* _SUPPLIED PASSAGE_
◇ ◇ ◇ ◇ ◇
Snowmobile Western Newfoundland For Backcountry Fun…
Related: Snowmobile Labrador Tour
Time to snowmobile Western Newfoundland for your next Newfoundland snowmobile tour or snowmobile vacation? I landed in Deer Lake for a week of sledding snow trails on Newfoundland’s Great Northern Peninsula.
For reasons known only to the secret order of travel agents, I’d flown Toronto-Halifax, where my companions deplaned for their direct flight to Deer Lake. Meanwhile, I was routed St. John’s, there to double back the length of one very large province to arrive at that same final destination hours later. Adding insult to injury, my baggage shared the direct flight. I would have done better to ship myself as cargo too.
I had journeyed to the island for a meeting of the Canadian Council of Snowmobile Organizations (CCSO). Afterwards, I joined about 40 other attendees for a snowmobiling adventure. I also wanted to check out recent developments. By all accounts, Newfoundland was at the brink of a major snowmobiling boom, spearheaded by a $5.9 million provincial investment in trail infrastructure.
This trip would allow me to compare their starting point with whatever progress was to be made. Whatever the case, we “Come-From-Aways”, as our friendly Newfie hosts succinctly dubbed us, climbed aboard a van bound for Maynard’s Torrent River Inn. It’s located about three hours further north in Hawke’s Bay, our base for the week on this Newfoundland snowmobile tour.
◇ ◇ ◇ ◇ ◇
* _GIVEN REQUEST 1_
Please pull out every line of the records that contains the string "countertop", treating uppercase and lowercase as different.
◇ ◇ ◇ ◇ ◇
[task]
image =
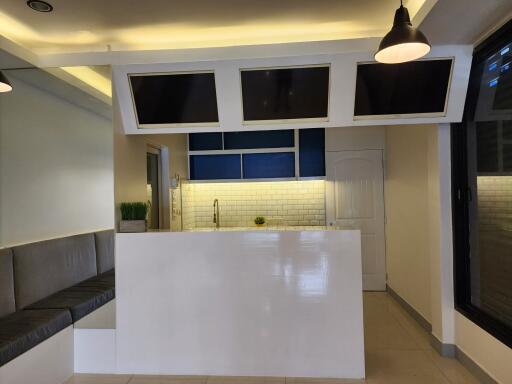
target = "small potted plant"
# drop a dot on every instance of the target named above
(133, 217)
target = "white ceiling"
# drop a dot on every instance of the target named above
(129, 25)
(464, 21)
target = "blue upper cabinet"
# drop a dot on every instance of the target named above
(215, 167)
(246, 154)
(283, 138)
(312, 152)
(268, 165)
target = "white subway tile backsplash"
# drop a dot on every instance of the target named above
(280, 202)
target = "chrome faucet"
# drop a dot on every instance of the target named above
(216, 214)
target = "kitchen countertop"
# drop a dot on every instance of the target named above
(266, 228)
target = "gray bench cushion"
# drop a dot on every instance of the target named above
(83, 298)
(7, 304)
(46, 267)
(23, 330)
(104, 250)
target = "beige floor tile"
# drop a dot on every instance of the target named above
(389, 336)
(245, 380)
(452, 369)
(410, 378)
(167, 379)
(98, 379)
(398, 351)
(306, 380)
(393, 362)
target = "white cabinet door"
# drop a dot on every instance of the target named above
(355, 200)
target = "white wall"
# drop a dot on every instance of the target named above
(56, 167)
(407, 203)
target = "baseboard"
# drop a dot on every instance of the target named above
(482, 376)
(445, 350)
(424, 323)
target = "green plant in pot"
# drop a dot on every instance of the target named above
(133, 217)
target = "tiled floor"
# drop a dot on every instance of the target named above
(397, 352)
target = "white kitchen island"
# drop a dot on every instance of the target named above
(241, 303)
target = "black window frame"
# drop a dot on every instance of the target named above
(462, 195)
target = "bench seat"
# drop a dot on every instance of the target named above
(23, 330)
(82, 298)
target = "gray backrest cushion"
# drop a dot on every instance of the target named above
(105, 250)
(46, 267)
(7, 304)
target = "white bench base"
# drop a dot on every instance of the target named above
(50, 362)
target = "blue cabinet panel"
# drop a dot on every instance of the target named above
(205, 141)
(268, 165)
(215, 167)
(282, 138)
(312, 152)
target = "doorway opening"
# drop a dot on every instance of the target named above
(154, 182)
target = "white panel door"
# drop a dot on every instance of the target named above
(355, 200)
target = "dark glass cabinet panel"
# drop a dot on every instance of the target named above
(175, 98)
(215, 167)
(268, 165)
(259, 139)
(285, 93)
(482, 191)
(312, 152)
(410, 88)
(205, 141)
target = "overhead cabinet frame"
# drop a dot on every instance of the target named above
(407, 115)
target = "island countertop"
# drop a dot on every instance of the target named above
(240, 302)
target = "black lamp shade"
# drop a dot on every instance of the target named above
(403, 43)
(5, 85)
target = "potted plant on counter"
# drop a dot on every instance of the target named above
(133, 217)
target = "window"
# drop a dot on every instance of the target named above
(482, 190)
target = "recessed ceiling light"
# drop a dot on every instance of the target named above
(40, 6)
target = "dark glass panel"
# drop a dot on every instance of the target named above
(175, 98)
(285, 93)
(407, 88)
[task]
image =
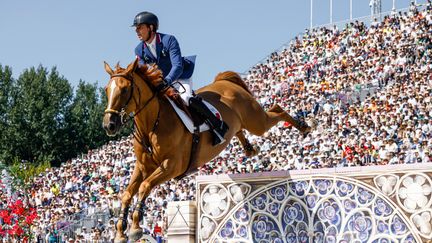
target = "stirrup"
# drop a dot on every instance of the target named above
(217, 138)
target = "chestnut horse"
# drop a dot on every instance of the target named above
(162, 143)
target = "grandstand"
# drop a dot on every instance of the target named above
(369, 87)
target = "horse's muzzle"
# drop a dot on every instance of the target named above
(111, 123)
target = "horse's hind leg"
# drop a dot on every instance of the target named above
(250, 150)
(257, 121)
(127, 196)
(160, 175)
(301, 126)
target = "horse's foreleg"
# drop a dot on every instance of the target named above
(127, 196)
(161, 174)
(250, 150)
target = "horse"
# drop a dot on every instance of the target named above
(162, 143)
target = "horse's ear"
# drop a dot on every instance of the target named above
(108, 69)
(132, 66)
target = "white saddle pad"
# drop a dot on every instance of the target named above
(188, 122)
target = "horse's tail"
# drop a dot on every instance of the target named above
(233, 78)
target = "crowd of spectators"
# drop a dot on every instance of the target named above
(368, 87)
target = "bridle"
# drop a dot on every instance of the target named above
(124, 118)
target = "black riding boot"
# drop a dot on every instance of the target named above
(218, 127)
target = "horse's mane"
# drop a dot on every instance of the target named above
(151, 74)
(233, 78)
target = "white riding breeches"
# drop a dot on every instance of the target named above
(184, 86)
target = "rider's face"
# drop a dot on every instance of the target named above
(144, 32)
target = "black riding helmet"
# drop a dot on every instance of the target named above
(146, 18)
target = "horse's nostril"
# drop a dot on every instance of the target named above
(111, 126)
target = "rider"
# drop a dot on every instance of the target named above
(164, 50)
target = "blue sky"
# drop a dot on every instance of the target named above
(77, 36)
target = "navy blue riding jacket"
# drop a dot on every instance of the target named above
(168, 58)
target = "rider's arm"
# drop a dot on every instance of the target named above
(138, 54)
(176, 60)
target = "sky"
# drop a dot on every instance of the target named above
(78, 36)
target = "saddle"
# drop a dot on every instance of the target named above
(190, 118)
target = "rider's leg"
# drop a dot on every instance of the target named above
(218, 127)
◇ ◇ ◇ ◇ ◇
* _GIVEN REQUEST 2_
In the Newfoundland snowmobiling article, how much was the provincial investment in trail infrastructure?

* _EXERCISE ANSWER 1_
target = "kitchen countertop"
target = "island countertop"

* _EXERCISE ANSWER 2_
$5.9 million